[Excerpts from a dataset]
▼

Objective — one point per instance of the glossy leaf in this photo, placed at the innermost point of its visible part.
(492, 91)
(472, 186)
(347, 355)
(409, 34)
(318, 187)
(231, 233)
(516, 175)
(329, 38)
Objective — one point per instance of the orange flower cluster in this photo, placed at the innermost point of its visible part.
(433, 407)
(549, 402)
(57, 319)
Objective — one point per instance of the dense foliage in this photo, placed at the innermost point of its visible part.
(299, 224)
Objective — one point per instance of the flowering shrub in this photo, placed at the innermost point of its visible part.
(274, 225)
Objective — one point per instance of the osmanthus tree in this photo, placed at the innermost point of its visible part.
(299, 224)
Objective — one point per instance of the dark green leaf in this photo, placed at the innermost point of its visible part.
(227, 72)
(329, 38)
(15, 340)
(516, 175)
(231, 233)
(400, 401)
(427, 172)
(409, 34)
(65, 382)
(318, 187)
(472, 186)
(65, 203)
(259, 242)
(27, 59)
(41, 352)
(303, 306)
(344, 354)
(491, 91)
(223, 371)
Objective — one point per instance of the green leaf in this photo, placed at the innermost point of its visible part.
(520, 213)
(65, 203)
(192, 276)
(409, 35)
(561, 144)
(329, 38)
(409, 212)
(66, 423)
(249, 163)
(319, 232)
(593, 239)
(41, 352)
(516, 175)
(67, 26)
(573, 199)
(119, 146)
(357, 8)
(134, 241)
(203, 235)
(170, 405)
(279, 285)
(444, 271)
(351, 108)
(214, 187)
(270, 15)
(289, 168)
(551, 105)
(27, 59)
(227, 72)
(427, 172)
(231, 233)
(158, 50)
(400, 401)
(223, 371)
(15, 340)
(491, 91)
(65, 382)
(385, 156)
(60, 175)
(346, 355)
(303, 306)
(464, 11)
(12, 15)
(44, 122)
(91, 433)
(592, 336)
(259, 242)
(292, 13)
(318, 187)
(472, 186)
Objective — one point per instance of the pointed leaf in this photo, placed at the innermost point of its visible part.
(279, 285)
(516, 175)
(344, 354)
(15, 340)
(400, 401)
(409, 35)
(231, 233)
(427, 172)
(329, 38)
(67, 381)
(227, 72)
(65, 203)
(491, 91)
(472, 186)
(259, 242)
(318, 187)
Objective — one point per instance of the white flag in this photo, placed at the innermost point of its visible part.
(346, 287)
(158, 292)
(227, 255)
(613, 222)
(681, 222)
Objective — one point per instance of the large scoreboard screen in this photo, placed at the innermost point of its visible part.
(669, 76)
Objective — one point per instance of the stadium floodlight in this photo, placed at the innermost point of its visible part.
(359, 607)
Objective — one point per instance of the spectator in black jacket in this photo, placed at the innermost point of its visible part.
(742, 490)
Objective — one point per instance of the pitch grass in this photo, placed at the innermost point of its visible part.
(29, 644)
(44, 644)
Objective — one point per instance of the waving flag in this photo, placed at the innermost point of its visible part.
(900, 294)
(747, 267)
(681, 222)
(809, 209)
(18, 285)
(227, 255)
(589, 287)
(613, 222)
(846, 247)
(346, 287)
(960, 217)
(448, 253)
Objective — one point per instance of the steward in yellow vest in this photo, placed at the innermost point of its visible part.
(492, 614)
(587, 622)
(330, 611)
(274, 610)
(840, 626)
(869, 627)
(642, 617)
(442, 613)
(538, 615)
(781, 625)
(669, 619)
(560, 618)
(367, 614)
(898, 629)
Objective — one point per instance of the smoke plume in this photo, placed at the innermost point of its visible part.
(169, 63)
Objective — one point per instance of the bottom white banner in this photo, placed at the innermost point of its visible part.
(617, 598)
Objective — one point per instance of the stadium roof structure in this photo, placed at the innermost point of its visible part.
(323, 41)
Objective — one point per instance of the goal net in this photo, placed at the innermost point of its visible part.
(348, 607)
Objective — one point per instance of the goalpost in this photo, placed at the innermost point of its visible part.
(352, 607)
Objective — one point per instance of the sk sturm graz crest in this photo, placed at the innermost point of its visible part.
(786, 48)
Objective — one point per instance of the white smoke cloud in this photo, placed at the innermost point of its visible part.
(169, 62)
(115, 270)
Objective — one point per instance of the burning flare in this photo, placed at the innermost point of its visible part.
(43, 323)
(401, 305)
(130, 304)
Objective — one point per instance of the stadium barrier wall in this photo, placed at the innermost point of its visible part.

▲
▼

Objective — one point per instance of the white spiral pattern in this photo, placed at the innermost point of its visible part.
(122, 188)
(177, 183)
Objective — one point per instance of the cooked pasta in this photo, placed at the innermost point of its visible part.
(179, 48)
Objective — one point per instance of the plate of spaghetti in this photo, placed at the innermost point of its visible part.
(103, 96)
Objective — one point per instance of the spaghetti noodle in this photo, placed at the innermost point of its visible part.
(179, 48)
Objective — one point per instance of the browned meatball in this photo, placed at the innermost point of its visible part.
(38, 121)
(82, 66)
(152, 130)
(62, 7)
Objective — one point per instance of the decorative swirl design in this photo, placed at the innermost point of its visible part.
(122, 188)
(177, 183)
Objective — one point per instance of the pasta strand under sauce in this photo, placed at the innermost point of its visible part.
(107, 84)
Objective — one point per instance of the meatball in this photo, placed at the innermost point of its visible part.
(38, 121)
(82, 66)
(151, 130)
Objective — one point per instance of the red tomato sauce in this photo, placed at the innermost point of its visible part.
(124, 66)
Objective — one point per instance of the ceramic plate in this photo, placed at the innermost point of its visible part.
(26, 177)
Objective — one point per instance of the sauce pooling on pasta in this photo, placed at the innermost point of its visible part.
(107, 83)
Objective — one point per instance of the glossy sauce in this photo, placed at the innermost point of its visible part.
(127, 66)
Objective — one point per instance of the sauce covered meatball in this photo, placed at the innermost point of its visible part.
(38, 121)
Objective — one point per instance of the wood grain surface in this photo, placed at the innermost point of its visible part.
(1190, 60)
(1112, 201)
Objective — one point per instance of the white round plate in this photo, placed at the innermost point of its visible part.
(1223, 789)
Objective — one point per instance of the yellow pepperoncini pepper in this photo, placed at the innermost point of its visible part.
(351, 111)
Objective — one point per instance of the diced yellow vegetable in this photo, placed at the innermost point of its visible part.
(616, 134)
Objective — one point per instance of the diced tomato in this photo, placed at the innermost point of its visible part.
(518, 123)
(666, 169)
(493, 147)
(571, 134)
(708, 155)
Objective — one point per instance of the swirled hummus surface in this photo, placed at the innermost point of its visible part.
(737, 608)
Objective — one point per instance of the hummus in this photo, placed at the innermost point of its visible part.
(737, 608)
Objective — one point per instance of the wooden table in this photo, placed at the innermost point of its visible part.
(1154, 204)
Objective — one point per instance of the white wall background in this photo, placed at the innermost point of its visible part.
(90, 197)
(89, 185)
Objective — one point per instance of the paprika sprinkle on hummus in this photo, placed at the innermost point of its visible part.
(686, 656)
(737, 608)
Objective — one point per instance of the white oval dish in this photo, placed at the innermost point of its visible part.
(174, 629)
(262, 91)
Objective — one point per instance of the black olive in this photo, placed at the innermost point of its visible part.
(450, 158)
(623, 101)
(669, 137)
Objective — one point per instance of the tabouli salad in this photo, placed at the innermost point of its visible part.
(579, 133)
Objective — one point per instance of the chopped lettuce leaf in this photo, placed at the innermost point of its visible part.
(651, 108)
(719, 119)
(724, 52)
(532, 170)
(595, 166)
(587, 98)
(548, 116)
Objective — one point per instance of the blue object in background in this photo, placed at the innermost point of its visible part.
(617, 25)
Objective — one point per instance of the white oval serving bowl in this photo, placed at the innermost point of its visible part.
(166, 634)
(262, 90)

▲

## WHAT YOU NEED TO DO
Your answer should consist only of the lines above between the line holding "Objective — one point per instance of the bottom" and the line holding "Objective — one point per instance of the stadium barrier", inclusive, each transcribed exactly.

## WRITTEN RESPONSE
Objective — one point per instance of the bottom white banner in this photo, placed at the innermost point of its visible part.
(617, 598)
Objective — one point per instance of the stadium roof structure in this photo, placed at the innermost point of its visible part.
(323, 41)
Objective — one point per instance of the goal net in this photo, placed at the innermost point of its visible part.
(348, 607)
Objective — one point per instance of the goalpost in this photo, placed at the innermost point of its visible part.
(352, 607)
Objective — one point per instance of the sk sturm graz crest in this photo, placed at the innermost point of its visible part.
(786, 48)
Objective — one point per instance of the white smoke cloud in this photo, placed at the innermost point of its visible part.
(169, 62)
(115, 270)
Objective — one point per instance of the burning flare in this photo, placed at the innermost point of its visible part.
(43, 323)
(401, 305)
(130, 304)
Objective — one point per instance of the stadium barrier wall in this photo, placed at the innermost point of its visible part.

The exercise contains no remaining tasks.